::: Extracted text :::
After over 1000 years locked in stone, Starlight breaks free of his prison into an equestria more peaceful than what he remembered. However, is equestria ready to accept him back?
holy crap thatwas awsome
♫♥I look forward to reading what happens next in your story♥♪
Ohhh. The last part left me feeling tingly......not in that way, you perverts. This is turning out to be an interesting series. While the shifts from first to third-person viewpoints are fairly sudden, they actually flow well with the story. Although, that may turn away some readers. Additionally, the more glaring grammatical errors tended to break the rhythm of the story. Most notably is the use of a lowercase "i" within a fair amount of your sentences. With all of that said, the story is actually of good quality and a great characterization. One example of this is shown in Celestia. One can easily see her choosing any other option other than killing Starlight, even if she suspected that he harmed Luna with his dark magic. I look forward to reading more chapters in the future.
I try my best
Well even i can't tell ya, i have the basics and i just write from there.
nice to hear, yeah i know i make quite a few capiltolization errors, but that's from years of msn. i try, but i really should be editing this in something that allows a replace.
Also, if any of you would like to pre-read for this series, send me a message, i got none right now.
:::
• _Exercise requirements_:
a: In the fan-fiction page about Starlight, how long was Starlight locked in stone?
b: Rewrite the fan-fiction page about Starlight from "I try my best" to "allows a replace.", putting "chat programs" wherever "msn" appears.
c: Carry on the fan-fiction page about Starlight after its last line.
::: Data supplied :::
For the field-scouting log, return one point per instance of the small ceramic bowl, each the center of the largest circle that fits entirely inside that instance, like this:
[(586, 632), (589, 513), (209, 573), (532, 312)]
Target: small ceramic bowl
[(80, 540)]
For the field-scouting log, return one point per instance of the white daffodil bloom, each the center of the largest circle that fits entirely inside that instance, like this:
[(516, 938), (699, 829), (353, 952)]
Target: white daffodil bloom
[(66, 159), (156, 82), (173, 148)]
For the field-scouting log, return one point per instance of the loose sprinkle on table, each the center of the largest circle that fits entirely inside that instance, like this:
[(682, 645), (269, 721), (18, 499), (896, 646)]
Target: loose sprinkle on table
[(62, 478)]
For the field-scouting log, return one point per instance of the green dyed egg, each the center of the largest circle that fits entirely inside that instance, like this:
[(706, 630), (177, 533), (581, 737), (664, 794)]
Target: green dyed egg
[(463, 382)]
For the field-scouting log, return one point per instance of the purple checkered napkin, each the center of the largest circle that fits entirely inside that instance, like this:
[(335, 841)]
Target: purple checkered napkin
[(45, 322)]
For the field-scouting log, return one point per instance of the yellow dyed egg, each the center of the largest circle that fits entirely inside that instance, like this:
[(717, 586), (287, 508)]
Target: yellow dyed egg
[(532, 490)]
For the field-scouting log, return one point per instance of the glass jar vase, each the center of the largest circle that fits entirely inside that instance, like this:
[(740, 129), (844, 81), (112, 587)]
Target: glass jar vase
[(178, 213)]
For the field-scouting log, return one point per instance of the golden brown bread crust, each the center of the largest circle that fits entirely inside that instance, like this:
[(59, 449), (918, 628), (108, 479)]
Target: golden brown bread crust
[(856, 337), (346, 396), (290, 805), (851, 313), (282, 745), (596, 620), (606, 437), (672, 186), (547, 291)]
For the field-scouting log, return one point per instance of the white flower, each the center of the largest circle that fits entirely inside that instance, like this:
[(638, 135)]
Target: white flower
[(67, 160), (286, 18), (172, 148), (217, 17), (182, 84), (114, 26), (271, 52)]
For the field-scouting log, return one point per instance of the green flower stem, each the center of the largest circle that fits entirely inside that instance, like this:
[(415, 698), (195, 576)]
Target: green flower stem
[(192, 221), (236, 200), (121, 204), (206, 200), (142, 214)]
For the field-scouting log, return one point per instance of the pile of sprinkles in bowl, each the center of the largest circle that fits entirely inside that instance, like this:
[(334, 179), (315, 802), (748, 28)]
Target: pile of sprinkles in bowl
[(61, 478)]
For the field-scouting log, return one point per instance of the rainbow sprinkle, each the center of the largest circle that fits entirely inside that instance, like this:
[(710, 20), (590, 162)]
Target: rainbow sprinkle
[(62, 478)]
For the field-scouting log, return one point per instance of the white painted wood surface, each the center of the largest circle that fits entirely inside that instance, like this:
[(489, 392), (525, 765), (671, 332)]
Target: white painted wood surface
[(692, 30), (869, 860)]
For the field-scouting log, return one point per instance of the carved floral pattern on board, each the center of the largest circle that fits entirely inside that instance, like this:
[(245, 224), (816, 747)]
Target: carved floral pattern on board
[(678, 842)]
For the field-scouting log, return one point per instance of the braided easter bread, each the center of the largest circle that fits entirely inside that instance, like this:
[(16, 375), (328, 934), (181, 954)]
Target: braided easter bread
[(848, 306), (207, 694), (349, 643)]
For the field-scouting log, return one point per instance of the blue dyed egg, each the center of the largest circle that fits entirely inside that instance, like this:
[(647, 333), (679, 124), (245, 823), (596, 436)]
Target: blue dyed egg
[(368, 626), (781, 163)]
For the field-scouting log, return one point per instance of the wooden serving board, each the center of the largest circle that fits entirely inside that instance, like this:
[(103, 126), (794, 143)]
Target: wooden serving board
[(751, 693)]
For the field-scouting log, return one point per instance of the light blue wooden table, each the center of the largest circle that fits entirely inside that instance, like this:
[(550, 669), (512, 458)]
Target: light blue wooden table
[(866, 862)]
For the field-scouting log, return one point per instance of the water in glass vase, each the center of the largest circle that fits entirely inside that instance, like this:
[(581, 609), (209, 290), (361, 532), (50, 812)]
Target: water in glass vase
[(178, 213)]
:::
• _Answers for the tasks_:
a: Over 1000 years.

b:
I try my best
Well even i can't tell ya, i have the basics and i just write from there.
nice to hear, yeah i know i make quite a few capiltolization errors, but that's from years of chat programs. i try, but i really should be editing this in something that allows a replace.

c:
Woah, this is really good!
I see necromancy in the future...
Have twenty cupkakes for making me LOL
We shall see.
holy crap ლ(ಠ益ಠლ)...;........ლ(ಠ益ಠლ)...................... this is EPIC you sir have a talent
lol finally some one mentioned the way Trixie talks
I apologize in advance for my brutal honesty, but I feel it is necessary and hope that this could help your writing.
This story has potential, but it needs a lot of work. Primarily the formatting made it very difficult to read. By the time I got to the last two chapters, I basically stopped reading. The constant breaks and changes from third to first-person made it so disconnected, the chapters just fell apart. Writing in the first-person can be very challenging; I've tried it once before and the story didn't pan out. I'd strongly suggest sticking to either third- or first-person view and stay with it throughout the story. I'd also suggest you consider leaving links to musical inspirations out of the story or at least tuck them in with the author's notes. They are a distraction and breaks the flow of the story.
The capitalization is also a big issue. Seeing some of your comments, I know you recognize this as an area that needs improvement; however, spending years of chatting on instant messengers, in my opinion, is no excuse for what I'd call laziness. It is far easier to get into the habit of using proper capitalization while you write instead of going back and manually fixing every error.
If you can, consider adding some filler in between dialogue-heavy scenes. Show us more of the scene. We are in the royal garden: give us some more details. Describe the weather; the smells; the texture. When a character speaks, give us some internal thoughts and feelings. I don't mean internal dialogue, but show us what this character is feeling. Does the object/person/place they are interacting with make them feel a certain way? Does it remind them of anything from their past or present situation? Breathe more life into these characters, even the minor ones.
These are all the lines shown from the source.